(Records from a dataset)
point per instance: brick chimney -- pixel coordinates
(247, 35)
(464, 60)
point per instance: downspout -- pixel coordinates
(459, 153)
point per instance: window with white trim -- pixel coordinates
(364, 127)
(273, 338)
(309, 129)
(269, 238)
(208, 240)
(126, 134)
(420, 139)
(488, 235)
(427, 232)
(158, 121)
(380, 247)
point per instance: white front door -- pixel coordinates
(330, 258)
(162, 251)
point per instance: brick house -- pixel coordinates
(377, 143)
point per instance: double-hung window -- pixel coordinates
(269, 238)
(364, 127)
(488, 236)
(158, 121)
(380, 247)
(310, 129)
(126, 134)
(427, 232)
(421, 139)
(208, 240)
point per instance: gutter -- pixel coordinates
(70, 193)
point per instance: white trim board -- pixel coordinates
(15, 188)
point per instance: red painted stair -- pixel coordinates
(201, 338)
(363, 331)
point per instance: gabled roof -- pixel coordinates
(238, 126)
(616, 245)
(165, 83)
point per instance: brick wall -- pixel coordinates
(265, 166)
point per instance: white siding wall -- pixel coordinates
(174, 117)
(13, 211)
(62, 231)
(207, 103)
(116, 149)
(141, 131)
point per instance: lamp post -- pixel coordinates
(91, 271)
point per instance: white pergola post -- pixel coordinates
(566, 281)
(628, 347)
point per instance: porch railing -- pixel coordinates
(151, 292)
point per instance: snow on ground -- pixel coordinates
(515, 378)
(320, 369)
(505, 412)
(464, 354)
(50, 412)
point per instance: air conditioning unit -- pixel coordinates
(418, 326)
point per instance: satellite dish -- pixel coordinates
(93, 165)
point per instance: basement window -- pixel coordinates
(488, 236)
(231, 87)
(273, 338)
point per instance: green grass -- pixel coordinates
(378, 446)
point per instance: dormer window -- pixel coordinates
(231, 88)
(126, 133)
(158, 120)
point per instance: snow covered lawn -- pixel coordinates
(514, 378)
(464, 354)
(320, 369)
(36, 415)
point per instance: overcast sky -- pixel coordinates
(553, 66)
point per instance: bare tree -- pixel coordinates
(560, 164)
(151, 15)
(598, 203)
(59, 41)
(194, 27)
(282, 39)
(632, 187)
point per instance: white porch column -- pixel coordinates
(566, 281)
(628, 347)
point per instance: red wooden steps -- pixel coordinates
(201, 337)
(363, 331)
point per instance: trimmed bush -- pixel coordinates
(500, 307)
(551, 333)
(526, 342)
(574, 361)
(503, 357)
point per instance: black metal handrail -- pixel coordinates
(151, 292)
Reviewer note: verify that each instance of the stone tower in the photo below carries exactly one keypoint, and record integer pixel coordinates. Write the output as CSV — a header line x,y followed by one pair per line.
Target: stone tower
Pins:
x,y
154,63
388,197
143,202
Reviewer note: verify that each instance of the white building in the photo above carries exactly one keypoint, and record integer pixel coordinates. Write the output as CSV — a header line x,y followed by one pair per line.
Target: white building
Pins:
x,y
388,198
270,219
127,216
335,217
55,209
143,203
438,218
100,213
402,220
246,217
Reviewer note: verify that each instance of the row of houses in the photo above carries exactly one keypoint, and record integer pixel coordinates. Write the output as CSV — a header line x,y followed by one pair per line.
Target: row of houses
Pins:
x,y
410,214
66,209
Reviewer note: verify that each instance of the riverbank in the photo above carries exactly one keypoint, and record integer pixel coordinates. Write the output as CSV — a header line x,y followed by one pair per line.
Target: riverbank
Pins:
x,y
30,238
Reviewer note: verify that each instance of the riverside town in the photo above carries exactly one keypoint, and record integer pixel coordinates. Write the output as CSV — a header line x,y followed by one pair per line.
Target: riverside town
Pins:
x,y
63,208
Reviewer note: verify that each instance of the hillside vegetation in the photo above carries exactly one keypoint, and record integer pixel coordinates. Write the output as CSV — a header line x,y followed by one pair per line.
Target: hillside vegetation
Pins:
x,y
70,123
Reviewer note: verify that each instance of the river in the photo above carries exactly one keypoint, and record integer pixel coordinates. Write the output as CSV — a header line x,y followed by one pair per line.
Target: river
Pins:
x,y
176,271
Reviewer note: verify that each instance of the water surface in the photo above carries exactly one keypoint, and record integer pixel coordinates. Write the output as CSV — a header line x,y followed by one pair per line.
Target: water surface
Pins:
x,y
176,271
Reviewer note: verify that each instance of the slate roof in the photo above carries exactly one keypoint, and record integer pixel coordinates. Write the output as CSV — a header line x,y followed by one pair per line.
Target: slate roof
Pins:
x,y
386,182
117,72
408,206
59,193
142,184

» EXERCISE
Retype exactly the lines of the data above that fall between the line with "point per instance: bare" and the line with "Target: riverbank", inclusive, and add nothing.

» RESULT OF THIS TASK
point per instance: bare tree -- pixel coordinates
(560, 164)
(151, 15)
(598, 203)
(59, 41)
(194, 27)
(282, 39)
(632, 187)
point per instance: white porch column -- pixel coordinates
(566, 281)
(628, 347)
point per instance: red wooden steps -- pixel coordinates
(201, 337)
(363, 331)
point per instance: trimmed bush -- pixel coordinates
(500, 307)
(551, 333)
(526, 342)
(574, 361)
(503, 357)
point per instance: black metal handrail -- pixel coordinates
(151, 292)
Reviewer note: verify that each instance of the stone tower in the photo below carries exactly one keypoint, and record integer pixel coordinates. Write the output as CSV — a header line x,y followed by one pair per line.
Target: stone tower
Pins:
x,y
154,63
388,197
143,202
Reviewer note: verify that each instance of the white building in the photo above carries exactly one keypoint, and record integer pixel coordinates. Write the output as CSV — a header line x,y followed by one pair per line.
Target: white building
Pins:
x,y
388,198
270,219
127,216
335,217
55,209
143,203
438,218
100,213
402,220
246,217
Reviewer note: verify that each instance of the row of houses in the photo above carries exactly one keypoint, and record integer pixel coordinates. Write the output as CSV — a header line x,y followed by one pair per line.
Target: row of houses
Pins:
x,y
410,214
66,209
Reviewer note: verify that each instance of the riverbank in the photo above carries exactly one keypoint, and record integer pixel coordinates. Write the output as CSV — a header line x,y followed by one pair per line.
Target: riverbank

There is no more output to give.